• _Page text_
=======

The Conservative Party has pledged to a review of the nighttime economy in England, which will include overhauling licensing laws and planning rules.

A review of licensing laws and planning rules aimed at boosting pubs, restaurants and music venues would be launched in the first 100 days of a new Conservative government, the party has pledged.

Ministers would examine ways to “crack down” on councils setting “disproportionate conditions and restrictions on licences” in a bid to cut red tape for businesses in the sector, the Tories said.

The party has also pledged to cut red tape “unnecessarily holding back growth and adding operating costs for businesses” and consider creating a ministerial position for the sector.

They would “protect” music venues, they said, by strengthening the enforcement of the “agent of change” planning principle, which requires developers who build near an existing venue to pay for their own sound proofing.

Conservative small business minister Kevin Hollinrake said his party had “always supported our night-time economy, with business rates reliefs, economic support during the pandemic”.

“We’ll continue to back our night-time economy – Labour would cripple it further with higher taxes and more burdensome regulation.”

=======

• _Task brief_
Can you set down, word for word, the part of the nighttime economy article starting with "The party has also" and going on through "for the sector."? The material that comes next is separate from the article about the nighttime economy.

[Collected data entries]
=======

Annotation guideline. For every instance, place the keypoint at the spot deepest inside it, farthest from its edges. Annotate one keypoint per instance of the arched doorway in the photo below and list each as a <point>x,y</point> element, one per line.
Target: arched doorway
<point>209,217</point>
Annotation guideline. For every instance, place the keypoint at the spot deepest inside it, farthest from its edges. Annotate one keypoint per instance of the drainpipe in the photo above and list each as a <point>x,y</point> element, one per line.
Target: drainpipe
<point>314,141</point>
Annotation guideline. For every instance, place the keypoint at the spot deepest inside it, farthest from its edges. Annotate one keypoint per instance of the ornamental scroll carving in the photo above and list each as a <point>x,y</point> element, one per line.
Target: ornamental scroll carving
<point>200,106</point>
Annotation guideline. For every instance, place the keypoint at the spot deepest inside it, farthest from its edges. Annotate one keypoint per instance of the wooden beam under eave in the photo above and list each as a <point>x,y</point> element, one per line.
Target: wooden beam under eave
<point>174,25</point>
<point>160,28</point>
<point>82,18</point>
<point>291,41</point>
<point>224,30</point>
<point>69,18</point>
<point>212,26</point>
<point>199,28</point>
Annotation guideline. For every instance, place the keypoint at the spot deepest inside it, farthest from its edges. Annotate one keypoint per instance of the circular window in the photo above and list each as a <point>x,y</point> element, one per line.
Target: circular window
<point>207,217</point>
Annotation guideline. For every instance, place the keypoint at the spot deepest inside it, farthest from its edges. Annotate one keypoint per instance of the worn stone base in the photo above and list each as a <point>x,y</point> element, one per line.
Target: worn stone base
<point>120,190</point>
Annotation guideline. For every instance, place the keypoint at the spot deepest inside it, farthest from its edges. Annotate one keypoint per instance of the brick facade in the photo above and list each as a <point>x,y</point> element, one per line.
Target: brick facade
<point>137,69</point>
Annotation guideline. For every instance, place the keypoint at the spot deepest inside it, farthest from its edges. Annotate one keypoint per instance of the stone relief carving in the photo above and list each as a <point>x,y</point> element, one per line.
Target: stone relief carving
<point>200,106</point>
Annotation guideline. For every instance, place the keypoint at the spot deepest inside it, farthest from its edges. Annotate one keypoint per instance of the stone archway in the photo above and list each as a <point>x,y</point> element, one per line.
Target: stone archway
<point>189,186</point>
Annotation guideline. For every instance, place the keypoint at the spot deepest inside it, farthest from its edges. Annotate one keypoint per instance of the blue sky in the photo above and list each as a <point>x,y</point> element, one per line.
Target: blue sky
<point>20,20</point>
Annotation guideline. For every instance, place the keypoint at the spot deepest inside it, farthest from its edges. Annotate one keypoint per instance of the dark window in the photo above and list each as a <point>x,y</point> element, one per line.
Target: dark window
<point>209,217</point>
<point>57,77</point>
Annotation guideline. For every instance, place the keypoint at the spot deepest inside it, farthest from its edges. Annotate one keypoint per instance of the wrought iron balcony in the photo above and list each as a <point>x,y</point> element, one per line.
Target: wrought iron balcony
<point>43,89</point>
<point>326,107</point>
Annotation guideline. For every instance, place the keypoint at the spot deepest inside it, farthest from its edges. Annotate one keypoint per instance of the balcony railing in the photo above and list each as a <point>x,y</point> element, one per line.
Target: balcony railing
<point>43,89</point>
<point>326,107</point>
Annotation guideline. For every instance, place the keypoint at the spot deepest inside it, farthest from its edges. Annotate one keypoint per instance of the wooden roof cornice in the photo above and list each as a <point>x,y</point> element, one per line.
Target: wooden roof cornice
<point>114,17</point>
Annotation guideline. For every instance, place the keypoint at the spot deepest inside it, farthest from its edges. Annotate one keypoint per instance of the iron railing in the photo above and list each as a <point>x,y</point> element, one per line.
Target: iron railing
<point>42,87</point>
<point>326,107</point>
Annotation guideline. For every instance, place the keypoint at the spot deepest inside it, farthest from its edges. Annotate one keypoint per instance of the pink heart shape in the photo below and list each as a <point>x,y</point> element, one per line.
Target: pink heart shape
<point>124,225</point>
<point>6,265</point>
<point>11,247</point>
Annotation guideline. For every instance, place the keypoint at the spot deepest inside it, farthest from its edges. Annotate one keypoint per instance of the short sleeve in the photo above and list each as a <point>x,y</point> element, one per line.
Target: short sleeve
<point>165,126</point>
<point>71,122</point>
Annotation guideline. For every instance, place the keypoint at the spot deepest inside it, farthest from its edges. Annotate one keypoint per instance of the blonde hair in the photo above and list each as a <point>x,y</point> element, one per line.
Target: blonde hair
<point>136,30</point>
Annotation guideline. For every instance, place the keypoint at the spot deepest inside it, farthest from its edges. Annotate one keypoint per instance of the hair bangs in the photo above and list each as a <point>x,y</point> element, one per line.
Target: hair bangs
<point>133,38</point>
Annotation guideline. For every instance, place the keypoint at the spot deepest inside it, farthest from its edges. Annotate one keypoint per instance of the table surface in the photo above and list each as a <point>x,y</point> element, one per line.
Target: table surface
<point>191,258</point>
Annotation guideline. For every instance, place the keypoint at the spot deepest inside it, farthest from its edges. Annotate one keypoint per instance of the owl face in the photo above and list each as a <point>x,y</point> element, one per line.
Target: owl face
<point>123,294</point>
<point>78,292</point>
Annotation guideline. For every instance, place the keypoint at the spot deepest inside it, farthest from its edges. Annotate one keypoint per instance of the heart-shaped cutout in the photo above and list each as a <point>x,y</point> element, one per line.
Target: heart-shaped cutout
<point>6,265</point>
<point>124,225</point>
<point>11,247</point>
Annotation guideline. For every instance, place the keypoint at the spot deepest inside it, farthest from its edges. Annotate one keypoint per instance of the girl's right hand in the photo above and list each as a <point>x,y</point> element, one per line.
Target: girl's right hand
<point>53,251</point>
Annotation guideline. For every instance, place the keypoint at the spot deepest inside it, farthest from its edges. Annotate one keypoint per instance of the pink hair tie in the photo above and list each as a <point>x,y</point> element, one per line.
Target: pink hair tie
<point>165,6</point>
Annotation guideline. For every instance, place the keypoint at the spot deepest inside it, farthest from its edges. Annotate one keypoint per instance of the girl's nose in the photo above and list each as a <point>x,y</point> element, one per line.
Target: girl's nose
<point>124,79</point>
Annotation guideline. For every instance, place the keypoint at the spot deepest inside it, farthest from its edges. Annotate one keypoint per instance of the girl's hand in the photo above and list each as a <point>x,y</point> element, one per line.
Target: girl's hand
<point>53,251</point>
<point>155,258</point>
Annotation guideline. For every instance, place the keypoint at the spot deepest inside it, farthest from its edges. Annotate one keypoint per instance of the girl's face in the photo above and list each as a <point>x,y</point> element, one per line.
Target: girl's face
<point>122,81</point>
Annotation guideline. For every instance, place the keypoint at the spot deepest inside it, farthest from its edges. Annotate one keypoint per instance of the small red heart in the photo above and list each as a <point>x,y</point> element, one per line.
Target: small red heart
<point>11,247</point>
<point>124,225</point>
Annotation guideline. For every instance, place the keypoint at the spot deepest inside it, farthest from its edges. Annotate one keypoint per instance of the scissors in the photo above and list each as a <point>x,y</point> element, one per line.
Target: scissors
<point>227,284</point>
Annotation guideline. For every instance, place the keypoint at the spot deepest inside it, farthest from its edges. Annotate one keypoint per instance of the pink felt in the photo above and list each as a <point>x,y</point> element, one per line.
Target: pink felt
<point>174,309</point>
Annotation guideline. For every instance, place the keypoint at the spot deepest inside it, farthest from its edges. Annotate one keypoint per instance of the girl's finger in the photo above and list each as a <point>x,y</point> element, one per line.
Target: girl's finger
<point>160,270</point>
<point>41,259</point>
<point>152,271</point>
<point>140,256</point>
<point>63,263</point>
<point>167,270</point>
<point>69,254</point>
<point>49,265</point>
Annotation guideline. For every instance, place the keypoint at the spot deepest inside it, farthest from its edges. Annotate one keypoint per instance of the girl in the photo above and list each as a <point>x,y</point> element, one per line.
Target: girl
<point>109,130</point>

=======

• _Result_
The party has also pledged to cut red tape “unnecessarily holding back growth and adding operating costs for businesses” and consider creating a ministerial position for the sector.